__Input data__.

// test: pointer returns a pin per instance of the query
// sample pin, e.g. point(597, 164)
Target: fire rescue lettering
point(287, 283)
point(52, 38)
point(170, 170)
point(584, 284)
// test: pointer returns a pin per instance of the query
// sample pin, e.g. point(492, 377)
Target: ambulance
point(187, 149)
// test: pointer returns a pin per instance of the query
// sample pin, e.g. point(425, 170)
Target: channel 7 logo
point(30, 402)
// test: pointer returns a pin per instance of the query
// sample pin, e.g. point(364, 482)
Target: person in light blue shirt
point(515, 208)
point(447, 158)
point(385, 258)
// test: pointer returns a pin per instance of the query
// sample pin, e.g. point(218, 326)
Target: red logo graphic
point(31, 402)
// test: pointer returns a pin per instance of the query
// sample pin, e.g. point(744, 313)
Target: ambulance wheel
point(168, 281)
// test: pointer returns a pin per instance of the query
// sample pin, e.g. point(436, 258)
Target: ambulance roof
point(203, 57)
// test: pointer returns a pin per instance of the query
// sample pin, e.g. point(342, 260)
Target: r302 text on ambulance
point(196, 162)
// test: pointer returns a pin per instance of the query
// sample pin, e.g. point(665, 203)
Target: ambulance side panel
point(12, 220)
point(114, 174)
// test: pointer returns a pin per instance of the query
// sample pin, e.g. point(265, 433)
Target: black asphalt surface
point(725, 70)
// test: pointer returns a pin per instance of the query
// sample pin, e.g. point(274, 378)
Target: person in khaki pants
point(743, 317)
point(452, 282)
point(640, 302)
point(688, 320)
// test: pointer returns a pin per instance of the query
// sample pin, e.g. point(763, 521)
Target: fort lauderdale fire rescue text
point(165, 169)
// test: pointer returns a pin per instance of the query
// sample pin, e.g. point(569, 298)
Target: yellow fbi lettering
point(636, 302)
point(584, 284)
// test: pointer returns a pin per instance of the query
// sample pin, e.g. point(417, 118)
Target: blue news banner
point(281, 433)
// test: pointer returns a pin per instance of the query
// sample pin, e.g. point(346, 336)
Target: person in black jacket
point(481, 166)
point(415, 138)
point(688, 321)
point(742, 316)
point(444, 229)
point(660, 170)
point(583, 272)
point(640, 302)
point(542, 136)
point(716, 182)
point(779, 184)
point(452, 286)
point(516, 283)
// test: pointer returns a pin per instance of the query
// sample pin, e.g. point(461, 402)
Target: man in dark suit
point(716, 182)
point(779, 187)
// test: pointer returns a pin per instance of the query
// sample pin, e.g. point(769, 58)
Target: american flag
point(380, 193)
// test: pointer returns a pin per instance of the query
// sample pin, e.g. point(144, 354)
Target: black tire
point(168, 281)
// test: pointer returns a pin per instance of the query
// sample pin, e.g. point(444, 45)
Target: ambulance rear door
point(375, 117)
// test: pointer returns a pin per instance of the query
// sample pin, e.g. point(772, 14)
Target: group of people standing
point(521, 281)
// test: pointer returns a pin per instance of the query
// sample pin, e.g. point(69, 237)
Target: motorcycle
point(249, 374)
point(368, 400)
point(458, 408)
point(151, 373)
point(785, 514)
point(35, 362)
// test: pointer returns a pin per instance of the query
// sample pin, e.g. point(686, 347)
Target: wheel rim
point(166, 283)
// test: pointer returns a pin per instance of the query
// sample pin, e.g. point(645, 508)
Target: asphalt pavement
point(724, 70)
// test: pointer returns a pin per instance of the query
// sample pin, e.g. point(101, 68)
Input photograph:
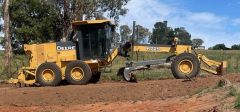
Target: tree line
point(224, 47)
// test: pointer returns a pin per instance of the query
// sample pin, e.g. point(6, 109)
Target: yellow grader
point(88, 50)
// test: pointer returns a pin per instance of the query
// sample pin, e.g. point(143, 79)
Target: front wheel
point(78, 73)
point(185, 65)
point(48, 74)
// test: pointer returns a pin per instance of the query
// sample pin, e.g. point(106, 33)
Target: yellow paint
point(46, 52)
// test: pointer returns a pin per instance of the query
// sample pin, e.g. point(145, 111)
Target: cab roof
point(86, 22)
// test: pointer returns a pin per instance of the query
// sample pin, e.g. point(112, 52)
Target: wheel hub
point(77, 73)
point(48, 75)
point(186, 66)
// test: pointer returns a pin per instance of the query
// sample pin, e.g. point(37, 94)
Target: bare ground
point(160, 95)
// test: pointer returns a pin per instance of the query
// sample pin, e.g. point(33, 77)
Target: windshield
point(94, 40)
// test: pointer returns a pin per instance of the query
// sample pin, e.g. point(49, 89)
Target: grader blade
point(211, 66)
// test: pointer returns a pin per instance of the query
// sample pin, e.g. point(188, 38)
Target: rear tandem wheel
point(185, 65)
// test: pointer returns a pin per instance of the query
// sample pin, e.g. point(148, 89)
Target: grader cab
point(88, 50)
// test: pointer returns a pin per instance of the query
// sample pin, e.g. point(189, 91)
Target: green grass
point(237, 102)
point(233, 58)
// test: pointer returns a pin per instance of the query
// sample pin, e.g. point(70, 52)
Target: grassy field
point(233, 58)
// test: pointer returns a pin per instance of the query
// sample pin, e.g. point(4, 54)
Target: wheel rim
point(185, 66)
point(77, 73)
point(48, 75)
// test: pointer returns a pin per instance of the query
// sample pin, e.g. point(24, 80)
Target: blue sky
point(215, 21)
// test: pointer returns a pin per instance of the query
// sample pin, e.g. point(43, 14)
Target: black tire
point(95, 77)
point(191, 60)
point(85, 70)
point(170, 58)
point(51, 68)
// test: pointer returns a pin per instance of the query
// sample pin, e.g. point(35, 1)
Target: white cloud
point(209, 26)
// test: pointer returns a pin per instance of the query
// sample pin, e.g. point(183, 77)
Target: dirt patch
point(142, 95)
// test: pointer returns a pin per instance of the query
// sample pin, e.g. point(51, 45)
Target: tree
point(235, 47)
point(116, 37)
point(33, 21)
point(197, 42)
point(92, 9)
point(183, 35)
point(125, 33)
point(219, 47)
point(160, 33)
point(142, 33)
point(7, 37)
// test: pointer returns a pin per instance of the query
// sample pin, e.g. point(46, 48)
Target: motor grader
point(88, 50)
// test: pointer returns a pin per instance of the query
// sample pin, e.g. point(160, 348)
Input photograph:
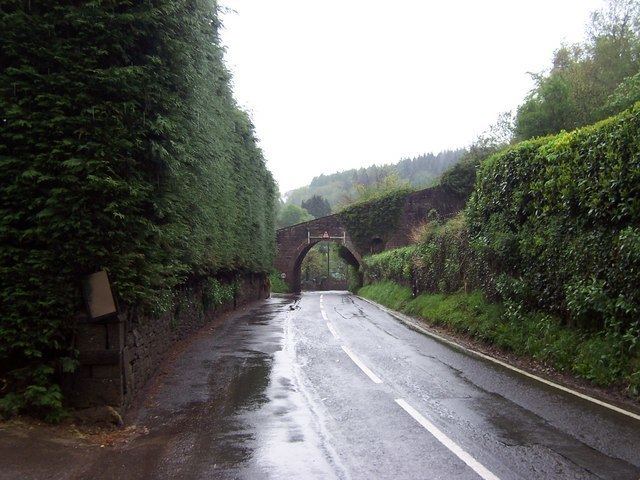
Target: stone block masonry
point(119, 356)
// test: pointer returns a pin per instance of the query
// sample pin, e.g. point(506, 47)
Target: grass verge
point(592, 356)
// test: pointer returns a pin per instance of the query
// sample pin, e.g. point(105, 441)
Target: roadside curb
point(415, 325)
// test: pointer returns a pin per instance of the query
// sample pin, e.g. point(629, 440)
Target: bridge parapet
point(295, 241)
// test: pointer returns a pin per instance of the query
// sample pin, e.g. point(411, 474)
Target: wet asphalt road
point(300, 387)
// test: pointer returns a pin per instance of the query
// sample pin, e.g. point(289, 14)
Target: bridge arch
point(301, 252)
point(294, 242)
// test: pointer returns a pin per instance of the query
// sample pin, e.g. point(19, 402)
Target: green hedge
point(121, 148)
point(374, 218)
point(552, 231)
point(589, 355)
point(394, 264)
point(558, 219)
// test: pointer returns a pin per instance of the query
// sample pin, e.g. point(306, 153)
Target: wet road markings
point(332, 330)
point(374, 378)
point(412, 324)
point(447, 442)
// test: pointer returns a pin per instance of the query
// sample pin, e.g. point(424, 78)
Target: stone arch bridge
point(294, 242)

__Task to complete__. Write out exactly, and only, the lines running from the line with "e.g. point(160, 348)" to the last line above, both included, with all pictures omitted.

__Result below__.
// sample pin, e.g. point(160, 348)
Input photograph:
Target: stone block masonry
point(119, 356)
// test: pointer returns a pin per instance of the query
// sample pin, e.g. point(506, 47)
Target: grass verge
point(592, 356)
// test: pointer returns a pin per instance of the query
// sample pin, e.g. point(105, 441)
Target: roadside curb
point(415, 325)
// test: pointer returns a pin per instance of the query
// sample pin, e.g. point(629, 440)
Target: bridge parapet
point(295, 241)
// test: pointer returns a pin per instance of the query
// sample pin, e.g. point(411, 474)
Target: wet asphalt road
point(300, 387)
// test: pointer returns a pin per instance of the query
// sample pin, e.g. point(289, 14)
Target: bridge arch
point(301, 252)
point(294, 242)
// test: pointer returns a pin per instance of the query
// sample pin, e.g. point(19, 402)
Target: green hedge
point(121, 148)
point(374, 218)
point(552, 231)
point(589, 355)
point(394, 264)
point(558, 219)
// test: pointer returns a pin per instance of the query
// sample pin, e.g. point(306, 153)
Target: wet road markings
point(332, 330)
point(374, 378)
point(412, 324)
point(447, 442)
// test: pointer returns a pin per instance of the query
// sample pin, e.g. point(424, 78)
Target: stone arch bridge
point(294, 242)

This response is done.